* [Your instructions] This calls for a word-for-word copy of all the data, with each picture removed.

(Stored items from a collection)
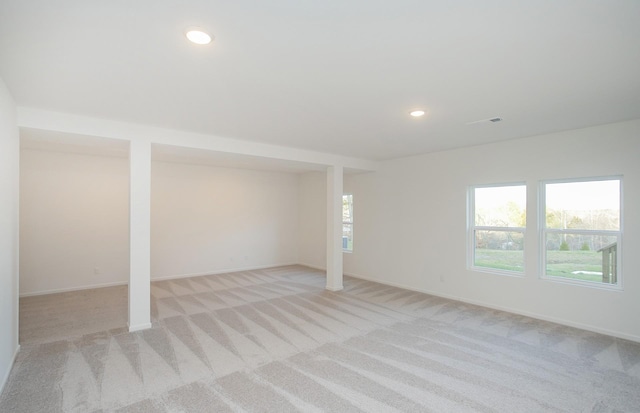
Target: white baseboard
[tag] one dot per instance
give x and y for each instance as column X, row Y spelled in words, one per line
column 168, row 277
column 80, row 288
column 139, row 327
column 224, row 271
column 6, row 376
column 556, row 320
column 315, row 267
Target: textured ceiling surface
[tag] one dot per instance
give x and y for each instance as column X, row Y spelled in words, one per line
column 330, row 76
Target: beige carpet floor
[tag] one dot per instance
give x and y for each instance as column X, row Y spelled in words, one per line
column 275, row 340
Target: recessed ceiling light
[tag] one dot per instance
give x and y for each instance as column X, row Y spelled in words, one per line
column 198, row 36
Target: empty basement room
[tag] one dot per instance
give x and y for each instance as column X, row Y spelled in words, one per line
column 319, row 206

* [Answer to the problem]
Target: white baseboard
[tag] one dot per instance
give x and y for each instance as column X, row Y spelled in words, one per line
column 168, row 277
column 80, row 288
column 139, row 327
column 224, row 271
column 6, row 376
column 556, row 320
column 315, row 267
Target: textured ceiling surface
[tag] one dot per instance
give x and y for each instance as column X, row Y spelled in words, one per line
column 330, row 76
Target: beige carpet floor
[tag] one dot per instance
give x and y for each instance as column X, row Y spelled in words, one per line
column 275, row 340
Target: recessed ceiling light
[tag] one dot per instance
give x and y for each instance as column X, row Y spelled in words, one per line
column 198, row 36
Target: empty basement room
[tag] one dot per instance
give x and y for each instance as column X, row Y spelled in words, one per line
column 319, row 206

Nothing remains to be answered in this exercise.